▸ Exercise task:
Answer these questions about the forum thread on tripods for watch photography:
1. Which camera does yande own?
2. Which tripod does tomee use, and what can be done with its middle pole?
3. Which macro lens does tomee recommend from shooting with Canon?

═══ Text passage ═══

# Tripod suggestions. What does everyone use?



## yande

Hi there.
I've been searching through this forum trying to find what everyone is using for tripods.
It seems that watch photography is fast becoming my main purpose for my camera, so with that in mind what do you people suggest and or use.
Any replies would be greatly appreciated.
regards
mark


----------



## seikomatic

*Taking video like this*


----------



## yande

*Re: Taking video like this*

Great video, and I am in awe of the smooth sweep of that Seikos second hand. One only wonders what BPH that movement uses. Yet still, I am puzzled as to its relevance to my question. Whixh was... What tripod do/did? you use...:-s


----------



## Rambam

*Re: Taking video like this*

I use some unknown brand, cheap as heck I guess. For watch photography there is no need to go spending large sums of money on a tripod since you very seldom will find yourself taking watchpics in a hurricane...


----------



## yande

*Re: Taking video like this*

So do you, or anyone, use a regular size tripod, or a small one. Just wondering how people get so close to their watches for those beautiful Macro shots. I suppose a tripod and the watch sitting on a table would do, but I wonder if a small tripod would make this easier. 
My next question what is a good Macro lens for starters. It is so confusing all the different variations. I have a Canon 500D


----------



## tomee

*Re: Taking video like this*



yande said:


> So do you, or anyone, use a regular size tripod, or a small one. Just wondering how people get so close to their watches for those beautiful Macro shots. I suppose a tripod and the watch sitting on a table would do, but I wonder if a small tripod would make this easier.
> My next question what is a good Macro lens for starters. It is so confusing all the different variations. I have a Canon 500D


hey Mark,

i have a velbon sherpa which you can detach the middle pole and screw it to a table.









and the pole detached









and heres how i do some watch shots









as for macro lens, when i was shooting with Canon you could not go past the 100mm macro USM 2.8. was nice and sharp although focusing was slow but that hardly matters when you're shooting macro


----------



## yande

*Re: Taking video like this*

Thanks Thomas, Great information. I have seen your end results and I'm pretty sure that is the route I will take. The Canon lens is perhaps not the cheapest route I could take, but I think it will negate some disappointment in the mean time as ultimately that lens is where I would end up any ways. Your tripod attachment makes a lot of sense.

═══ Supplied information ═══

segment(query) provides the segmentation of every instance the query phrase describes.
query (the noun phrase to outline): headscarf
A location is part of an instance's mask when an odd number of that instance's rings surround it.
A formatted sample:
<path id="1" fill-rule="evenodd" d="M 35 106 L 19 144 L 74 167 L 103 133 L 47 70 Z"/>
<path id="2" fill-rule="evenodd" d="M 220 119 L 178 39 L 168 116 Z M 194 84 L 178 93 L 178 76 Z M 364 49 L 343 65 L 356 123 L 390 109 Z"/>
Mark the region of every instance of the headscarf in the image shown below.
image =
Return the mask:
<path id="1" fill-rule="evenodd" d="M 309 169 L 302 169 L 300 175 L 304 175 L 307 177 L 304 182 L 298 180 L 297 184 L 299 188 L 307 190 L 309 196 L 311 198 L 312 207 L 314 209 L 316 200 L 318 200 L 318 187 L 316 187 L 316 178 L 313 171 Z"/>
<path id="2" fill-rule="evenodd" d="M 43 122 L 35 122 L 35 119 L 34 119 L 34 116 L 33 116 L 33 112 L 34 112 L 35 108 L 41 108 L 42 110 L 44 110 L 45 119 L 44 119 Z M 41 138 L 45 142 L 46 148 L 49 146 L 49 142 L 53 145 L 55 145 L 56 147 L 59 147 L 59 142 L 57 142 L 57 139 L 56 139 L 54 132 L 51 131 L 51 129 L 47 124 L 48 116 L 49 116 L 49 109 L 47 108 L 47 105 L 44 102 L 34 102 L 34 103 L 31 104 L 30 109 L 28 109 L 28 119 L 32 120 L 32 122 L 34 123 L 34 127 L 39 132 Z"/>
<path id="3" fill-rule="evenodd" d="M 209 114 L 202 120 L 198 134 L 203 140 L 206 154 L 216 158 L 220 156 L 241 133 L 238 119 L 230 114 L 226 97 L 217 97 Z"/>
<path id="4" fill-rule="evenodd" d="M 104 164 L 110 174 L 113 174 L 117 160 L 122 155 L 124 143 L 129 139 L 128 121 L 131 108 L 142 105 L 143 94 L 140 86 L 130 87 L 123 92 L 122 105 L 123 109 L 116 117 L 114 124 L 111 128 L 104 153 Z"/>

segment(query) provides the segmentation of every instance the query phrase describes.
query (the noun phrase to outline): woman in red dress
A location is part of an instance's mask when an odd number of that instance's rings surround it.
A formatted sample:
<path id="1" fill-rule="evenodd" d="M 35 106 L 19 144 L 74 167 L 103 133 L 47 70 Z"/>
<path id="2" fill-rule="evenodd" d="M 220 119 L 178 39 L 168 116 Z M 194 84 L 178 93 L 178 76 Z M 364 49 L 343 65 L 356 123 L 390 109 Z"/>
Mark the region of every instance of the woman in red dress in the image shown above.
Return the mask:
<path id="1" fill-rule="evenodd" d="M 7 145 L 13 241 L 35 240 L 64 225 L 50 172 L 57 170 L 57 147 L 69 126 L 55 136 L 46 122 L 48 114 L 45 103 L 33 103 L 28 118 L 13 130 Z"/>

═══

▸ The response:
1. A Canon 500D.
2. A Velbon Sherpa; the middle pole can be detached and screwed to a table.
3. The 100mm macro USM 2.8.